(Input records)
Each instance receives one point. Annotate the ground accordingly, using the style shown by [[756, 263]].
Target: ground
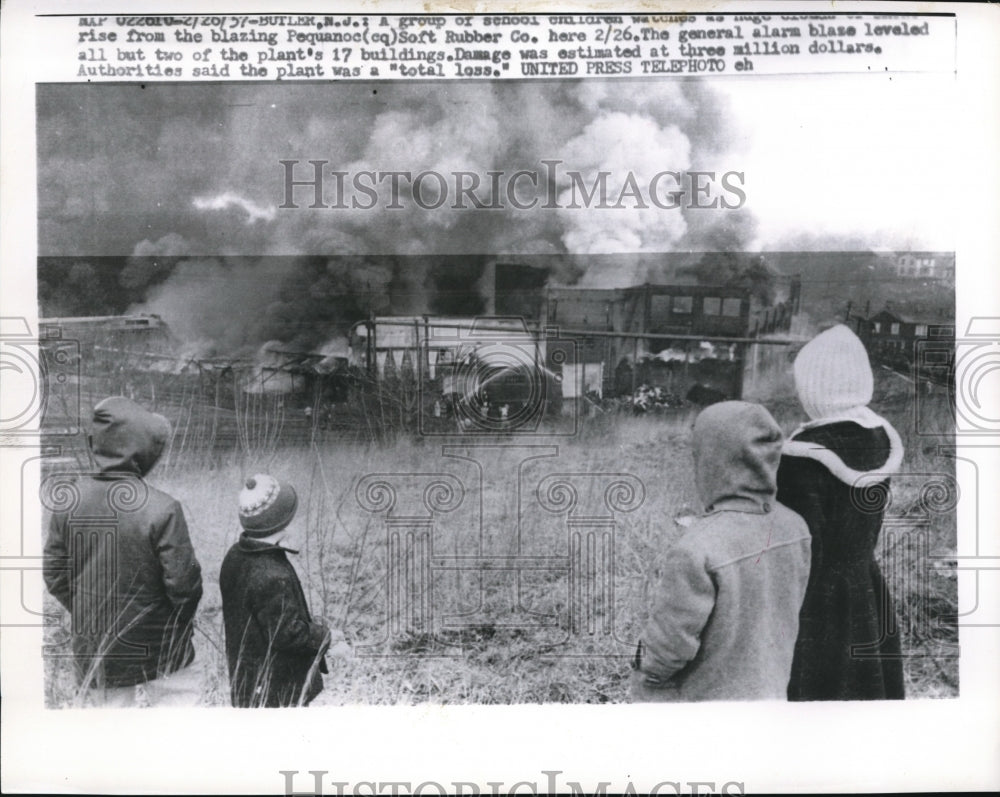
[[532, 648]]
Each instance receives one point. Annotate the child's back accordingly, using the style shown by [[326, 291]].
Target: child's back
[[725, 617]]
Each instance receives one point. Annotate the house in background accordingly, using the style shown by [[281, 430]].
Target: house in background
[[925, 265]]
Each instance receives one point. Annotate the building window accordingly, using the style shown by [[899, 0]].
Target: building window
[[731, 307]]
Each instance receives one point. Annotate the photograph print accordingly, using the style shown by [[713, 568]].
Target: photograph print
[[498, 391]]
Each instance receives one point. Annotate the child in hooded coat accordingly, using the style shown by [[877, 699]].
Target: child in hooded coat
[[835, 472], [725, 618], [120, 559]]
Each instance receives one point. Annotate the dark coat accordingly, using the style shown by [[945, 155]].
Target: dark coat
[[848, 646], [273, 646], [119, 558], [726, 611]]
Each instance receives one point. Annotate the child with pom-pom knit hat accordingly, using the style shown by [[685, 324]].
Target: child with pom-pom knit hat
[[848, 647], [275, 649]]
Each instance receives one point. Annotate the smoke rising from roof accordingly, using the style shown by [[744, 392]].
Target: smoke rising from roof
[[187, 180]]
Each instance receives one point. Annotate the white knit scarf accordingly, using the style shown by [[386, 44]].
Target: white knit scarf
[[864, 417]]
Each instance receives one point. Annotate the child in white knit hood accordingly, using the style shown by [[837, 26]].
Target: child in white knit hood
[[833, 471]]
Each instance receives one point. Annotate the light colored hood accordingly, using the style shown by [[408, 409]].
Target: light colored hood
[[737, 447], [127, 437]]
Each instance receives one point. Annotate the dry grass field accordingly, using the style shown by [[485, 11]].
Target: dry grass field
[[521, 645]]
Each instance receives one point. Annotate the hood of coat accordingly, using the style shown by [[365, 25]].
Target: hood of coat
[[737, 447], [127, 437]]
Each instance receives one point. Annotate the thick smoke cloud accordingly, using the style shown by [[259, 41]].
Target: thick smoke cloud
[[186, 179]]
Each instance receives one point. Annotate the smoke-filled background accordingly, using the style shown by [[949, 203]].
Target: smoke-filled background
[[164, 198]]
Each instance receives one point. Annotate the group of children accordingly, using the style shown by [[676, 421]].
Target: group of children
[[773, 592], [121, 561]]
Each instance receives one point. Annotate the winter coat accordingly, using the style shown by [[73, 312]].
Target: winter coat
[[273, 646], [119, 558], [834, 474], [725, 616]]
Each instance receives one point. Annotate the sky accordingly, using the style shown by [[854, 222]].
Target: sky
[[838, 162]]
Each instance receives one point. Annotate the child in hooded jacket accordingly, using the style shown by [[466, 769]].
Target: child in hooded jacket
[[118, 556], [835, 473], [725, 616]]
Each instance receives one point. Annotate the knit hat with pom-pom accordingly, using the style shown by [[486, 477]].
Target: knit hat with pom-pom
[[833, 373], [266, 505]]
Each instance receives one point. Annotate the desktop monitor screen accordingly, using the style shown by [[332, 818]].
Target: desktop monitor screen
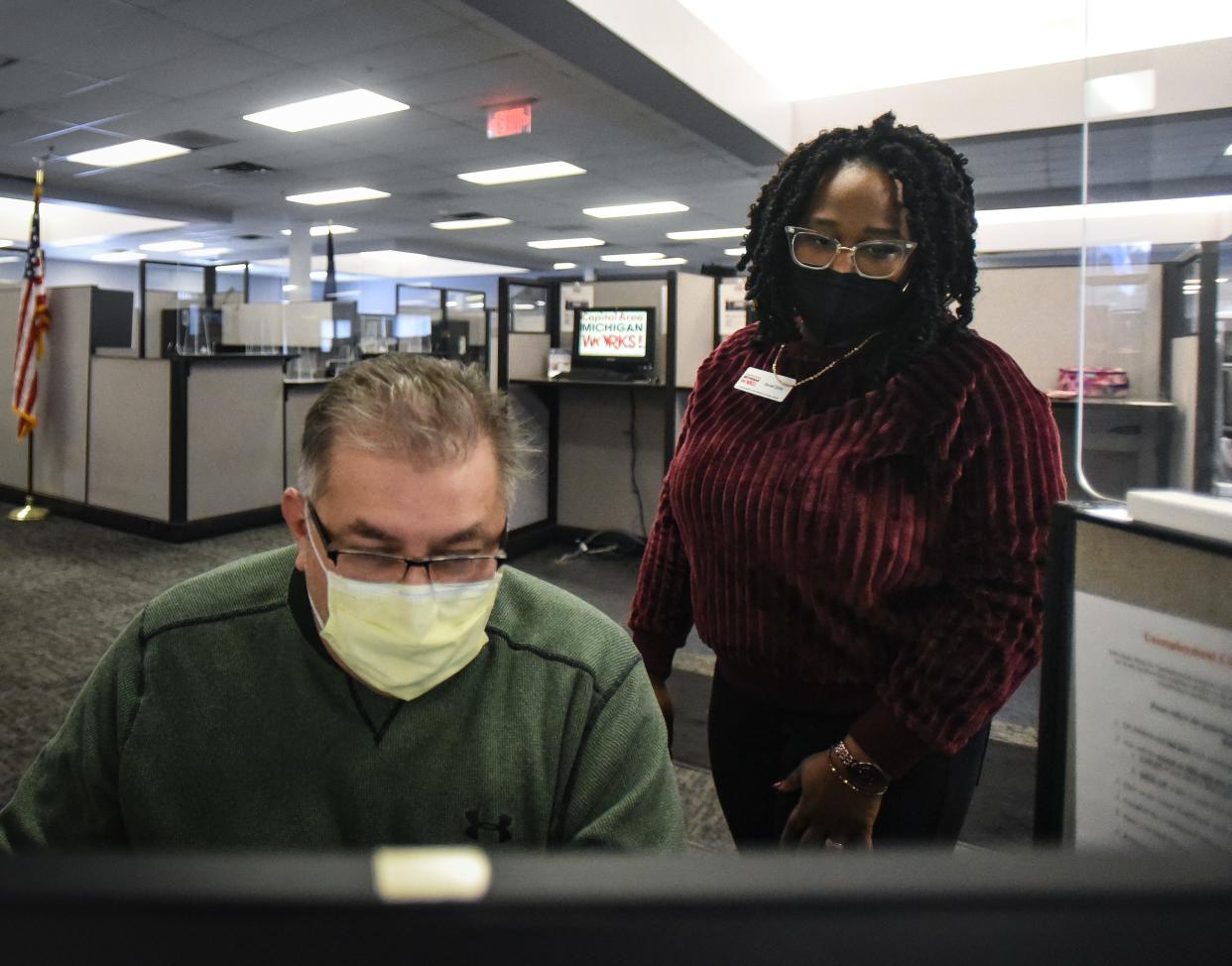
[[614, 339]]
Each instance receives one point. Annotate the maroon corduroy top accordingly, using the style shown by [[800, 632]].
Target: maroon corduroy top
[[879, 553]]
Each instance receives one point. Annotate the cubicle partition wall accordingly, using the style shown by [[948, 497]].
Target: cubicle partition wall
[[85, 319], [609, 443], [1135, 746], [174, 447]]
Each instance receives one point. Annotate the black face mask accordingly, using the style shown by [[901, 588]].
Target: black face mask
[[839, 308]]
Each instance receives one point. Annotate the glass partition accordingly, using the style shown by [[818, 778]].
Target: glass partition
[[1146, 383], [1223, 387]]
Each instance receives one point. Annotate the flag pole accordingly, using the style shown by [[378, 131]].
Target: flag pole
[[30, 513]]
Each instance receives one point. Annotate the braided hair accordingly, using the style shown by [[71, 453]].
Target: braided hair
[[940, 208]]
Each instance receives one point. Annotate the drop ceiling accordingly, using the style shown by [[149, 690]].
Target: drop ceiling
[[90, 72]]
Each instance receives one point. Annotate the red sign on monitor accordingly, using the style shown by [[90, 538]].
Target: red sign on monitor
[[504, 122]]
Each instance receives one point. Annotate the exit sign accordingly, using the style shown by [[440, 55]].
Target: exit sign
[[504, 122]]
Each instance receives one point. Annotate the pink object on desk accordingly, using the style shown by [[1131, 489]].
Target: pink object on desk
[[1094, 381]]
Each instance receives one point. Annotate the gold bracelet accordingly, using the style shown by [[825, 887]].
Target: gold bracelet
[[840, 777]]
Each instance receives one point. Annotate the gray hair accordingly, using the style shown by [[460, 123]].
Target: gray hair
[[417, 407]]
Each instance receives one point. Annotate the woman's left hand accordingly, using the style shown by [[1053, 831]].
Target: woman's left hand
[[828, 812]]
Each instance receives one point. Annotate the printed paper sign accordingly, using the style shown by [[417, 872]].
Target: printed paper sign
[[612, 334], [1152, 730]]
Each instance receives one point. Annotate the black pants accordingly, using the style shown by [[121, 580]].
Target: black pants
[[753, 744]]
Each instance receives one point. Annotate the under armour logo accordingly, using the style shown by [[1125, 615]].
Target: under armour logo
[[500, 827]]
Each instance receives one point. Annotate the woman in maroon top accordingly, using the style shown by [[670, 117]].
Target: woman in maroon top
[[856, 514]]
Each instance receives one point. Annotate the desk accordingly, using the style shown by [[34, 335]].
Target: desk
[[1126, 442]]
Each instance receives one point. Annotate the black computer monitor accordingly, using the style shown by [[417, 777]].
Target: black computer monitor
[[601, 909], [614, 339]]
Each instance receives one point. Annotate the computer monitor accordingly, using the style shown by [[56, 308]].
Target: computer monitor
[[605, 909], [615, 339]]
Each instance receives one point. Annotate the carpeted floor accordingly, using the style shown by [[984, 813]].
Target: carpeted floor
[[69, 588]]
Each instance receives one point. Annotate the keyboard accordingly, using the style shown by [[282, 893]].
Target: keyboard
[[600, 375]]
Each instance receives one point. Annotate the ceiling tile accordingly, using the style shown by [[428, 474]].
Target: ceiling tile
[[360, 25], [30, 80], [242, 18], [215, 66], [112, 101]]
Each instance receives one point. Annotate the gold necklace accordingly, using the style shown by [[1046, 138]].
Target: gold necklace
[[774, 366]]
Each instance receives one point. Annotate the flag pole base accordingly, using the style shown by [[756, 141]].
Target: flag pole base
[[29, 513]]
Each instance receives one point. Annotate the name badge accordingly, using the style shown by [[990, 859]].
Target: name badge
[[767, 385]]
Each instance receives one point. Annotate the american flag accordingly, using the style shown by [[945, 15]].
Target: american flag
[[34, 320]]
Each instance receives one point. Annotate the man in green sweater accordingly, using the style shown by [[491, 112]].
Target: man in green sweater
[[385, 680]]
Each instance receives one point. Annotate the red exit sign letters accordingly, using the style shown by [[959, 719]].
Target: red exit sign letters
[[504, 122]]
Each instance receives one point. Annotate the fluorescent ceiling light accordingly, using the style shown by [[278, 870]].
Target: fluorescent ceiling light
[[632, 211], [523, 173], [118, 257], [566, 243], [175, 245], [130, 152], [1057, 31], [703, 233], [393, 264], [650, 263], [319, 230], [337, 196], [471, 223], [332, 108], [1120, 94], [79, 242]]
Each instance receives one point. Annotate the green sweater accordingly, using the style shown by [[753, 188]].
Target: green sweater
[[218, 721]]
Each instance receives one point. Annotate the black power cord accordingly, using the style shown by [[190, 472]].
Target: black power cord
[[632, 464]]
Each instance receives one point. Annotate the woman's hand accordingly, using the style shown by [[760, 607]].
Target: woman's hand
[[665, 697], [828, 812]]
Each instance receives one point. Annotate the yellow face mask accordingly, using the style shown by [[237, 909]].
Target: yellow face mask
[[406, 640]]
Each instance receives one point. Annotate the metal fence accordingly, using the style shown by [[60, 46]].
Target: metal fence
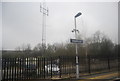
[[46, 68]]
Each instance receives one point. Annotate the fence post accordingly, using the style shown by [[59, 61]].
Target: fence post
[[108, 63], [89, 70], [51, 66], [59, 67]]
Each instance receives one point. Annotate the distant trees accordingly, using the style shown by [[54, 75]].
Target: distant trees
[[98, 45]]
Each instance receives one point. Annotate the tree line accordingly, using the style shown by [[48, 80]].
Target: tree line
[[98, 45]]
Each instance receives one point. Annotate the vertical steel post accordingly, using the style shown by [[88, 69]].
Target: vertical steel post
[[76, 49]]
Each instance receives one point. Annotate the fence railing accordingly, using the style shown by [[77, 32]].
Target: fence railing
[[45, 68]]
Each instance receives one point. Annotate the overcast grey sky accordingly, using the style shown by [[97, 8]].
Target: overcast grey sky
[[22, 21]]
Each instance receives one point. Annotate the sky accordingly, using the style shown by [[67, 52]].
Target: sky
[[22, 21]]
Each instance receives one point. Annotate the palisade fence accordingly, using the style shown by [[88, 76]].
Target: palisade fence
[[14, 69]]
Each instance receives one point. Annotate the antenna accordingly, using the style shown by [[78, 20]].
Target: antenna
[[44, 12]]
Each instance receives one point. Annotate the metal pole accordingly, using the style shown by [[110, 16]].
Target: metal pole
[[76, 49]]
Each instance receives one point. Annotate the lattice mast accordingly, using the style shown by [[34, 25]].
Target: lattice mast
[[44, 12]]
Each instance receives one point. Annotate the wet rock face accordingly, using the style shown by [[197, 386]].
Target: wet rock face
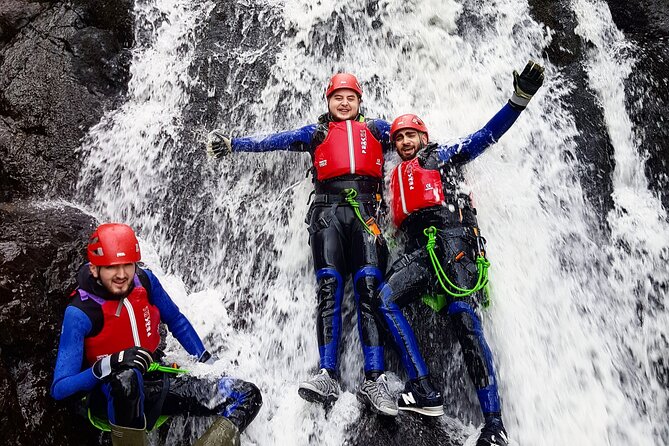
(End Input records)
- [What is being asked]:
Go through the data, and copy each line in which the word "rock" appears.

- [Task result]:
Each instance receives one point. Annotate the wet rock face accordingly, using the style shown by [[197, 386]].
Target: wet rock face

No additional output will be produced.